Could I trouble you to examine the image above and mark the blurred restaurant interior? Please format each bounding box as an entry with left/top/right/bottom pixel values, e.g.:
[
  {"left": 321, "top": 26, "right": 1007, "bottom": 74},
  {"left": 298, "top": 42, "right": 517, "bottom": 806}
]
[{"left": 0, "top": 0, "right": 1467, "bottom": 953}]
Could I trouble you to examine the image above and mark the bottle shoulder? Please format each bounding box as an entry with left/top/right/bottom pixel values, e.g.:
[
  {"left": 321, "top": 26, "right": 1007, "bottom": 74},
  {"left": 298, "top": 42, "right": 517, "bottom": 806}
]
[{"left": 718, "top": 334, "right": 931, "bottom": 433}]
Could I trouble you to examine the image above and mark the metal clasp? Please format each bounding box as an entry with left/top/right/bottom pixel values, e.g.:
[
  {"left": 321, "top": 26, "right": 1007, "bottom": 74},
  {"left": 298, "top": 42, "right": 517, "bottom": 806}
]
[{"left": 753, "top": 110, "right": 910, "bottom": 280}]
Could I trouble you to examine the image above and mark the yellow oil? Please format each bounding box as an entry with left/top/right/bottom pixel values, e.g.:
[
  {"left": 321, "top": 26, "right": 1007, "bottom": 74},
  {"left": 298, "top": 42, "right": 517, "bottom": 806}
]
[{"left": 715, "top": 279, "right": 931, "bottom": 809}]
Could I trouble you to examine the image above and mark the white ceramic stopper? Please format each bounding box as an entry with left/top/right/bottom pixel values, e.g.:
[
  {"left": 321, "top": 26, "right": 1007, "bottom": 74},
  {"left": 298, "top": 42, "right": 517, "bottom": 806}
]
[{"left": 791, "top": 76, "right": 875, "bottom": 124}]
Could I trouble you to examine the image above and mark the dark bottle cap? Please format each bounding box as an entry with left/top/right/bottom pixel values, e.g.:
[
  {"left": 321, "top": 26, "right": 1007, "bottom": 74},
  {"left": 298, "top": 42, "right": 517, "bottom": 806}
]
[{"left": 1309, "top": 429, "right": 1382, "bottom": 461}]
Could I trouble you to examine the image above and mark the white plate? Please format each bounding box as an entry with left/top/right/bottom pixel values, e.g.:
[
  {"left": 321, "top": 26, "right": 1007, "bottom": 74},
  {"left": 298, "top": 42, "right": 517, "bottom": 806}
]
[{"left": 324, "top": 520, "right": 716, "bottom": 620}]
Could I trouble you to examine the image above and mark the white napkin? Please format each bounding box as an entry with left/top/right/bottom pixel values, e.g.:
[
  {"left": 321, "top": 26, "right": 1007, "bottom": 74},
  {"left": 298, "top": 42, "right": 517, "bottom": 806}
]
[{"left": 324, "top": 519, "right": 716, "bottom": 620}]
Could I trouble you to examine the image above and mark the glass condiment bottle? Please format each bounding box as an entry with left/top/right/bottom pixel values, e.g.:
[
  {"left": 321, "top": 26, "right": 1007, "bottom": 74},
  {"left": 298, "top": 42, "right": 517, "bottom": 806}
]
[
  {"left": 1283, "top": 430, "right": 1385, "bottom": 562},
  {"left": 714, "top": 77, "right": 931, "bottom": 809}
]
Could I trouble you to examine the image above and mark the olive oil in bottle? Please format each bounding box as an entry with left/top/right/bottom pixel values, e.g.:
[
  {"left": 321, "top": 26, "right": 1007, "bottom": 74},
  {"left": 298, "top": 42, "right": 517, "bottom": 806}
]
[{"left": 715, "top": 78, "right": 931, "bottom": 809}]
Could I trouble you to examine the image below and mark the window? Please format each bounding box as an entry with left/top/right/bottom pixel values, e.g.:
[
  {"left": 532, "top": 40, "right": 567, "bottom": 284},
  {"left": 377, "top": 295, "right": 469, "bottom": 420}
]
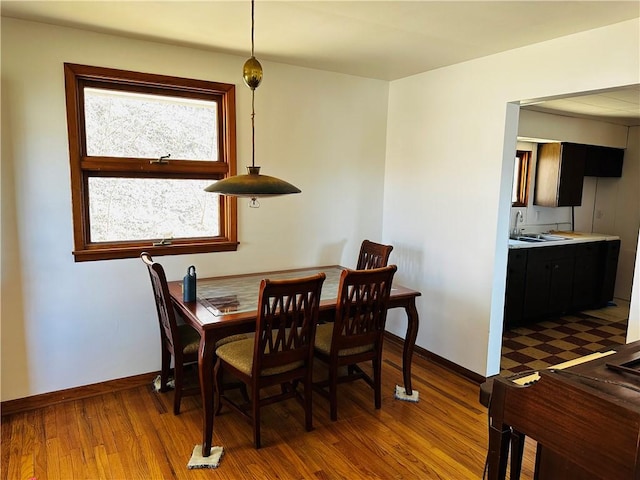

################

- Task requirements: Leaving the images behind, set down every entry word for word.

- Solution:
Could I trouble you to examine the image above and mark the blurred restaurant interior? Please format each bounding box as an entry with left/top/right/bottom pixel values, e.g.:
[
  {"left": 321, "top": 26, "right": 1007, "bottom": 74},
  {"left": 298, "top": 42, "right": 517, "bottom": 806}
]
[{"left": 0, "top": 0, "right": 1467, "bottom": 953}]
Could I trouble you to examine the image above and mark the bottle shoulder? Please format each bounding box as an entry with left/top/right/bottom pixel values, e.g.:
[
  {"left": 321, "top": 26, "right": 1007, "bottom": 74},
  {"left": 298, "top": 42, "right": 517, "bottom": 806}
]
[{"left": 718, "top": 334, "right": 931, "bottom": 433}]
Could I trouble you to examine the image above and mark the metal clasp? Please format each bounding box as an entry with left/top/right/bottom pixel values, e.g.:
[
  {"left": 321, "top": 26, "right": 1007, "bottom": 74},
  {"left": 298, "top": 42, "right": 517, "bottom": 806}
]
[{"left": 753, "top": 110, "right": 910, "bottom": 280}]
Could I trouble you to examine the image above and mark the yellow oil? Please format each bounding box as an entry with left/top/right/bottom pixel values, e.g.:
[
  {"left": 321, "top": 26, "right": 1007, "bottom": 74},
  {"left": 298, "top": 42, "right": 517, "bottom": 806}
]
[{"left": 715, "top": 279, "right": 931, "bottom": 809}]
Could I trouble you to examine the image above and mark the white ceramic stopper? Please format each bounding box as an entry with left/top/right/bottom pixel values, e.g.:
[
  {"left": 321, "top": 26, "right": 1007, "bottom": 74},
  {"left": 298, "top": 42, "right": 517, "bottom": 806}
]
[{"left": 791, "top": 76, "right": 875, "bottom": 124}]
Could I trouble you to examine the image above and mark the dark bottle cap? Please format each bounding box as an entry with left/top/right/bottom pixel values, e.g.:
[
  {"left": 321, "top": 26, "right": 1007, "bottom": 74},
  {"left": 298, "top": 42, "right": 517, "bottom": 806}
]
[{"left": 1309, "top": 429, "right": 1382, "bottom": 461}]
Could I trouble you to examine the image above and mark the white plate? Please format each bounding box as an entry with left/top/right/bottom pixel values, e.g.:
[
  {"left": 321, "top": 26, "right": 1007, "bottom": 74},
  {"left": 298, "top": 42, "right": 517, "bottom": 806}
]
[{"left": 324, "top": 520, "right": 716, "bottom": 620}]
Could I trouble you to examine the image above and mark the white napkin? Please format each bounding box as an entry with left/top/right/bottom pixel values, e.g.:
[
  {"left": 321, "top": 26, "right": 1007, "bottom": 74},
  {"left": 298, "top": 42, "right": 517, "bottom": 806}
]
[{"left": 324, "top": 519, "right": 716, "bottom": 620}]
Could I trouble you to examine the image above and mark the glass condiment bottle? Please format each bounding box as an entry with left/top/right/bottom pixel values, e.g.:
[
  {"left": 321, "top": 26, "right": 1007, "bottom": 74},
  {"left": 298, "top": 42, "right": 517, "bottom": 806}
]
[
  {"left": 1283, "top": 430, "right": 1385, "bottom": 562},
  {"left": 714, "top": 77, "right": 931, "bottom": 809}
]
Could I trouble you to examine the image above and mark the olive oil in bottle? Please format each bounding box as an entry with left/top/right/bottom pixel values, e.g.:
[
  {"left": 321, "top": 26, "right": 1007, "bottom": 74},
  {"left": 298, "top": 42, "right": 517, "bottom": 806}
]
[{"left": 715, "top": 78, "right": 931, "bottom": 809}]
Could I trouble you to examine the image below and mark the window? Please format each bounding box as an entry with left/top/right/bottom pixel values, e.g.:
[
  {"left": 532, "top": 40, "right": 567, "bottom": 284},
  {"left": 377, "top": 295, "right": 469, "bottom": 420}
]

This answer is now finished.